* [REQUIRED TASK]: List each line in the rows below that contains the string "baby".

* [LISTED RECORDS]:
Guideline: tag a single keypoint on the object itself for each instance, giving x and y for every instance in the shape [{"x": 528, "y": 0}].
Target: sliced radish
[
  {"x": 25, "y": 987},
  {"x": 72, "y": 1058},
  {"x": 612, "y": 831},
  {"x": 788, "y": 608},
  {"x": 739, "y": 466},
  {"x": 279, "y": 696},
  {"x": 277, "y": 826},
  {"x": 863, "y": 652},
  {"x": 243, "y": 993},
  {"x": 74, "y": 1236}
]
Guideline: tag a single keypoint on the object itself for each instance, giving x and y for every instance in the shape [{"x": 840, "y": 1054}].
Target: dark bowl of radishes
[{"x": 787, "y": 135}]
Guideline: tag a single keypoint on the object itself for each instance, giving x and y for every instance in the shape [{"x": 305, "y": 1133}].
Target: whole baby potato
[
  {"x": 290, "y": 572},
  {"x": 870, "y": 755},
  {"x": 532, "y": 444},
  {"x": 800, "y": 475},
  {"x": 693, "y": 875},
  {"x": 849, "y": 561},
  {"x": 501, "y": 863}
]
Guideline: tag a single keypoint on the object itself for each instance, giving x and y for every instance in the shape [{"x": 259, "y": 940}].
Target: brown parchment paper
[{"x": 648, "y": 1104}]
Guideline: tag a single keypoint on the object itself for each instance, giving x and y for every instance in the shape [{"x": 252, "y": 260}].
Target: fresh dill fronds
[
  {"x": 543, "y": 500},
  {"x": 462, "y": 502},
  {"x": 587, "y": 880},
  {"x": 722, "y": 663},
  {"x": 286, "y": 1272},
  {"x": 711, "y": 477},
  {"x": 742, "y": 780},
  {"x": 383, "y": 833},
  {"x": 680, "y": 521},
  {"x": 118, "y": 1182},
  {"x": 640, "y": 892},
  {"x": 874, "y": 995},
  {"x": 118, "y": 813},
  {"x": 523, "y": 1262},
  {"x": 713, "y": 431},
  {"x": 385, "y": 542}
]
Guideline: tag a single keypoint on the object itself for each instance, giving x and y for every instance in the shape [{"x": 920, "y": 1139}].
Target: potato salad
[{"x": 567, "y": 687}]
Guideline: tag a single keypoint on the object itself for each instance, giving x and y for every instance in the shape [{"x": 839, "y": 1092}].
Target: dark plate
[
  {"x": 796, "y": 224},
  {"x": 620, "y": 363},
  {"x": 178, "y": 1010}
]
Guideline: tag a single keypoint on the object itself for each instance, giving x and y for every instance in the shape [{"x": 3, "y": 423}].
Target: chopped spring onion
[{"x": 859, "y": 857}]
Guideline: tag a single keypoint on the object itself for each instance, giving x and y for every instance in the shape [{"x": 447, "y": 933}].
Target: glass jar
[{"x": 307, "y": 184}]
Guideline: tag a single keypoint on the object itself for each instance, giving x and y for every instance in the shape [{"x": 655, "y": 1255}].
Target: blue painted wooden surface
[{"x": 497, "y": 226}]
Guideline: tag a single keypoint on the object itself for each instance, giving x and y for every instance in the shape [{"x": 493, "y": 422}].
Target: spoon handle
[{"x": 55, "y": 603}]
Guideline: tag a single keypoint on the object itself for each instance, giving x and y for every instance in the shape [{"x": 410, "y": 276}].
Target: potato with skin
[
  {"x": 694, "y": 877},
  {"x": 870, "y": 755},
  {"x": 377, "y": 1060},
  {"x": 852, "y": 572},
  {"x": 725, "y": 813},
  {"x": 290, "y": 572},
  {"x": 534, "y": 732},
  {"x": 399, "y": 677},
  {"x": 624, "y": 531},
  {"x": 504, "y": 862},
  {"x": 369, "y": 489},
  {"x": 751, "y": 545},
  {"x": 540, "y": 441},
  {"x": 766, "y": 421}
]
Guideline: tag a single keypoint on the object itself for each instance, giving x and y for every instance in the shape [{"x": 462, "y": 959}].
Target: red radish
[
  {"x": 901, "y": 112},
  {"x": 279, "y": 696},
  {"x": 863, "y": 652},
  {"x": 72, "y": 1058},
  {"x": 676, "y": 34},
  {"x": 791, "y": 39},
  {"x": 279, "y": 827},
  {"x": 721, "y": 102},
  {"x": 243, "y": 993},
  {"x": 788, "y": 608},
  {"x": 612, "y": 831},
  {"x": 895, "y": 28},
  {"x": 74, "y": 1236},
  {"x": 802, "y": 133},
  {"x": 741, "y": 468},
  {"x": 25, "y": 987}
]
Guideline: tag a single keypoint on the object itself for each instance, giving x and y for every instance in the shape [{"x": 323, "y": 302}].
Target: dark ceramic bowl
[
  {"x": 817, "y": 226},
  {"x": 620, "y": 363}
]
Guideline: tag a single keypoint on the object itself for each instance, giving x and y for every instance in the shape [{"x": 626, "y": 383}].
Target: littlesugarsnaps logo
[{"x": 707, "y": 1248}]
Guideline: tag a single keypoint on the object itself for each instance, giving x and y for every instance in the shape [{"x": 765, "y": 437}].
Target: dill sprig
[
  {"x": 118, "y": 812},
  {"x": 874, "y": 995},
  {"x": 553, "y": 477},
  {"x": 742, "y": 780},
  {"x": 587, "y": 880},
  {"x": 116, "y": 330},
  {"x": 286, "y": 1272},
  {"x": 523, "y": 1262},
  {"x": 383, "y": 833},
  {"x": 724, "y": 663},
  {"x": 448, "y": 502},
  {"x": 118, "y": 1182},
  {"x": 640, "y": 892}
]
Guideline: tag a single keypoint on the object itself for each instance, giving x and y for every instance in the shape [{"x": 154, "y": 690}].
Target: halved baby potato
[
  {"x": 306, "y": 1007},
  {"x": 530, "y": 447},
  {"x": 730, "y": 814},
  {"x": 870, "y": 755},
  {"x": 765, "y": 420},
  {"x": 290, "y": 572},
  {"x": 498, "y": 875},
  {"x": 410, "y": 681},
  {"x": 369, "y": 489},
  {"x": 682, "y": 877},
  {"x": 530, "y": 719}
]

* [OUTPUT OF THE EXERCISE]:
Target: whole baby potato
Target: halved baby potato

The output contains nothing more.